PROBLEM DETAILS:
Can you transcribe the data exactly? Leave the pictures out.
[DATA EXTRACT start]
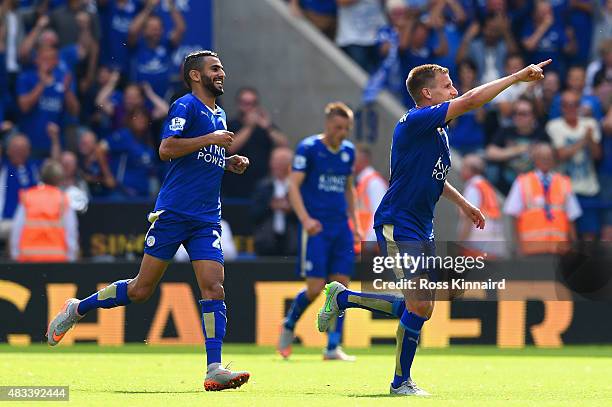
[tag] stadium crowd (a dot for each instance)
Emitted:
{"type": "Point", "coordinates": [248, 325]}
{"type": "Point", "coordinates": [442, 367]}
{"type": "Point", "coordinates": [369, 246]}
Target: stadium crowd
{"type": "Point", "coordinates": [88, 83]}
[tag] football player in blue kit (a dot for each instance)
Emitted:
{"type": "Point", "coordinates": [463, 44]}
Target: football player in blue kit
{"type": "Point", "coordinates": [187, 211]}
{"type": "Point", "coordinates": [322, 195]}
{"type": "Point", "coordinates": [420, 161]}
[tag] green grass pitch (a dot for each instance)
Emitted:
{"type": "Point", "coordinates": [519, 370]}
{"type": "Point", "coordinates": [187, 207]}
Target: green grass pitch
{"type": "Point", "coordinates": [458, 376]}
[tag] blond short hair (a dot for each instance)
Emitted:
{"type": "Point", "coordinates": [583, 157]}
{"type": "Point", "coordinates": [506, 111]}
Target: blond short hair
{"type": "Point", "coordinates": [421, 77]}
{"type": "Point", "coordinates": [338, 109]}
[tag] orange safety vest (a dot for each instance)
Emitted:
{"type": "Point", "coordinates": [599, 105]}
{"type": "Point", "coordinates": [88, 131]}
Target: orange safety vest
{"type": "Point", "coordinates": [363, 204]}
{"type": "Point", "coordinates": [489, 204]}
{"type": "Point", "coordinates": [537, 233]}
{"type": "Point", "coordinates": [43, 238]}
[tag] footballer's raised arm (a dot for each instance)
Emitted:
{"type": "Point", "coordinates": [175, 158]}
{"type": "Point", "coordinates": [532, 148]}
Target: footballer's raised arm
{"type": "Point", "coordinates": [483, 94]}
{"type": "Point", "coordinates": [173, 147]}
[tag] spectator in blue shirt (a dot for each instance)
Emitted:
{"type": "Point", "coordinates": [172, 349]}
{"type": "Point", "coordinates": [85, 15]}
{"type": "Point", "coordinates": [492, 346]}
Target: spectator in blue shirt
{"type": "Point", "coordinates": [543, 37]}
{"type": "Point", "coordinates": [152, 59]}
{"type": "Point", "coordinates": [17, 172]}
{"type": "Point", "coordinates": [467, 134]}
{"type": "Point", "coordinates": [590, 106]}
{"type": "Point", "coordinates": [116, 17]}
{"type": "Point", "coordinates": [321, 13]}
{"type": "Point", "coordinates": [44, 95]}
{"type": "Point", "coordinates": [70, 55]}
{"type": "Point", "coordinates": [93, 165]}
{"type": "Point", "coordinates": [132, 155]}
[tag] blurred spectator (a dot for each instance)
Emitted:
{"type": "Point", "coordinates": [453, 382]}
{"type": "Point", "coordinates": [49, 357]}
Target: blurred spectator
{"type": "Point", "coordinates": [321, 13]}
{"type": "Point", "coordinates": [68, 20]}
{"type": "Point", "coordinates": [45, 228]}
{"type": "Point", "coordinates": [481, 194]}
{"type": "Point", "coordinates": [545, 92]}
{"type": "Point", "coordinates": [12, 32]}
{"type": "Point", "coordinates": [17, 172]}
{"type": "Point", "coordinates": [543, 37]}
{"type": "Point", "coordinates": [577, 142]}
{"type": "Point", "coordinates": [72, 184]}
{"type": "Point", "coordinates": [358, 24]}
{"type": "Point", "coordinates": [255, 137]}
{"type": "Point", "coordinates": [116, 16]}
{"type": "Point", "coordinates": [580, 17]}
{"type": "Point", "coordinates": [605, 178]}
{"type": "Point", "coordinates": [44, 96]}
{"type": "Point", "coordinates": [70, 55]}
{"type": "Point", "coordinates": [467, 134]}
{"type": "Point", "coordinates": [370, 189]}
{"type": "Point", "coordinates": [602, 29]}
{"type": "Point", "coordinates": [227, 244]}
{"type": "Point", "coordinates": [543, 206]}
{"type": "Point", "coordinates": [391, 39]}
{"type": "Point", "coordinates": [504, 102]}
{"type": "Point", "coordinates": [275, 222]}
{"type": "Point", "coordinates": [490, 50]}
{"type": "Point", "coordinates": [589, 104]}
{"type": "Point", "coordinates": [453, 15]}
{"type": "Point", "coordinates": [421, 46]}
{"type": "Point", "coordinates": [132, 156]}
{"type": "Point", "coordinates": [115, 105]}
{"type": "Point", "coordinates": [510, 146]}
{"type": "Point", "coordinates": [93, 165]}
{"type": "Point", "coordinates": [152, 53]}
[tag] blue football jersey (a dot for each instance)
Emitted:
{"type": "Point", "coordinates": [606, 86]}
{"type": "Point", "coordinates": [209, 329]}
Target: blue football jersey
{"type": "Point", "coordinates": [326, 176]}
{"type": "Point", "coordinates": [420, 161]}
{"type": "Point", "coordinates": [193, 183]}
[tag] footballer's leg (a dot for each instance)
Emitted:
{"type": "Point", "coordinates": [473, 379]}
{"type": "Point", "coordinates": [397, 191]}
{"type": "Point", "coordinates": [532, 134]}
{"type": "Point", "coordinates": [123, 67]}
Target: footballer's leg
{"type": "Point", "coordinates": [419, 306]}
{"type": "Point", "coordinates": [334, 334]}
{"type": "Point", "coordinates": [312, 267]}
{"type": "Point", "coordinates": [210, 276]}
{"type": "Point", "coordinates": [119, 293]}
{"type": "Point", "coordinates": [314, 286]}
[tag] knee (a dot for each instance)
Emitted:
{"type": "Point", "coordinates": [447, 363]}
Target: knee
[DATA EXTRACT end]
ANSWER IN FULL:
[tag] stadium crowd (a dot for each instance)
Emitted:
{"type": "Point", "coordinates": [248, 325]}
{"type": "Point", "coordinates": [442, 367]}
{"type": "Point", "coordinates": [369, 246]}
Target: stadium crowd
{"type": "Point", "coordinates": [88, 83]}
[tag] football player in blue kit (a dot for each instance)
Emitted:
{"type": "Point", "coordinates": [463, 44]}
Target: football player in blue kit
{"type": "Point", "coordinates": [187, 211]}
{"type": "Point", "coordinates": [322, 195]}
{"type": "Point", "coordinates": [420, 161]}
[tag] green grass pitch (a dot for each instance)
Emitted:
{"type": "Point", "coordinates": [519, 370]}
{"type": "Point", "coordinates": [187, 207]}
Target: green grass pitch
{"type": "Point", "coordinates": [458, 376]}
[tag] blond short hair (a dot for each instance)
Emitted:
{"type": "Point", "coordinates": [583, 157]}
{"type": "Point", "coordinates": [506, 111]}
Target: blond short hair
{"type": "Point", "coordinates": [421, 77]}
{"type": "Point", "coordinates": [338, 109]}
[tag] orange safety vest (a dot for each instance)
Emitted:
{"type": "Point", "coordinates": [599, 105]}
{"type": "Point", "coordinates": [88, 131]}
Target: orange safety vest
{"type": "Point", "coordinates": [363, 204]}
{"type": "Point", "coordinates": [489, 204]}
{"type": "Point", "coordinates": [537, 233]}
{"type": "Point", "coordinates": [43, 238]}
[tag] footballer's raised arm (a dot for each instance)
Emitted:
{"type": "Point", "coordinates": [175, 158]}
{"type": "Point", "coordinates": [532, 148]}
Target: footballer's raised arm
{"type": "Point", "coordinates": [483, 94]}
{"type": "Point", "coordinates": [173, 147]}
[tag] spectator in blue shirt (a dot for each instance)
Emitted:
{"type": "Point", "coordinates": [172, 349]}
{"type": "Point", "coordinates": [85, 15]}
{"type": "Point", "coordinates": [492, 346]}
Target: spectator in blue shirt
{"type": "Point", "coordinates": [543, 37]}
{"type": "Point", "coordinates": [152, 59]}
{"type": "Point", "coordinates": [17, 172]}
{"type": "Point", "coordinates": [467, 134]}
{"type": "Point", "coordinates": [590, 106]}
{"type": "Point", "coordinates": [116, 17]}
{"type": "Point", "coordinates": [321, 13]}
{"type": "Point", "coordinates": [44, 95]}
{"type": "Point", "coordinates": [70, 55]}
{"type": "Point", "coordinates": [93, 165]}
{"type": "Point", "coordinates": [132, 155]}
[tag] blurred spectator (a dot for each instance)
Emitted:
{"type": "Point", "coordinates": [453, 382]}
{"type": "Point", "coordinates": [49, 357]}
Target: blurred spectator
{"type": "Point", "coordinates": [321, 13]}
{"type": "Point", "coordinates": [68, 20]}
{"type": "Point", "coordinates": [45, 228]}
{"type": "Point", "coordinates": [481, 194]}
{"type": "Point", "coordinates": [545, 92]}
{"type": "Point", "coordinates": [12, 32]}
{"type": "Point", "coordinates": [17, 172]}
{"type": "Point", "coordinates": [543, 37]}
{"type": "Point", "coordinates": [577, 142]}
{"type": "Point", "coordinates": [72, 184]}
{"type": "Point", "coordinates": [358, 24]}
{"type": "Point", "coordinates": [255, 137]}
{"type": "Point", "coordinates": [116, 16]}
{"type": "Point", "coordinates": [580, 17]}
{"type": "Point", "coordinates": [605, 178]}
{"type": "Point", "coordinates": [44, 96]}
{"type": "Point", "coordinates": [70, 55]}
{"type": "Point", "coordinates": [467, 134]}
{"type": "Point", "coordinates": [370, 189]}
{"type": "Point", "coordinates": [602, 29]}
{"type": "Point", "coordinates": [227, 244]}
{"type": "Point", "coordinates": [543, 206]}
{"type": "Point", "coordinates": [391, 39]}
{"type": "Point", "coordinates": [504, 102]}
{"type": "Point", "coordinates": [275, 222]}
{"type": "Point", "coordinates": [490, 50]}
{"type": "Point", "coordinates": [589, 104]}
{"type": "Point", "coordinates": [453, 15]}
{"type": "Point", "coordinates": [421, 46]}
{"type": "Point", "coordinates": [132, 156]}
{"type": "Point", "coordinates": [115, 105]}
{"type": "Point", "coordinates": [510, 146]}
{"type": "Point", "coordinates": [93, 165]}
{"type": "Point", "coordinates": [152, 53]}
[tag] blue football jersey (a dot for each instance)
Emitted:
{"type": "Point", "coordinates": [606, 86]}
{"type": "Point", "coordinates": [209, 329]}
Target: blue football jersey
{"type": "Point", "coordinates": [326, 176]}
{"type": "Point", "coordinates": [420, 161]}
{"type": "Point", "coordinates": [193, 183]}
[tag] footballer's leg (a dot for each instance)
Emitted:
{"type": "Point", "coordinates": [473, 379]}
{"type": "Point", "coordinates": [397, 191]}
{"type": "Point", "coordinates": [532, 134]}
{"type": "Point", "coordinates": [123, 67]}
Target: footballer's leg
{"type": "Point", "coordinates": [419, 306]}
{"type": "Point", "coordinates": [334, 334]}
{"type": "Point", "coordinates": [312, 267]}
{"type": "Point", "coordinates": [210, 276]}
{"type": "Point", "coordinates": [119, 293]}
{"type": "Point", "coordinates": [314, 286]}
[tag] knee (a dot for each instance)
Emitted:
{"type": "Point", "coordinates": [447, 363]}
Target: knee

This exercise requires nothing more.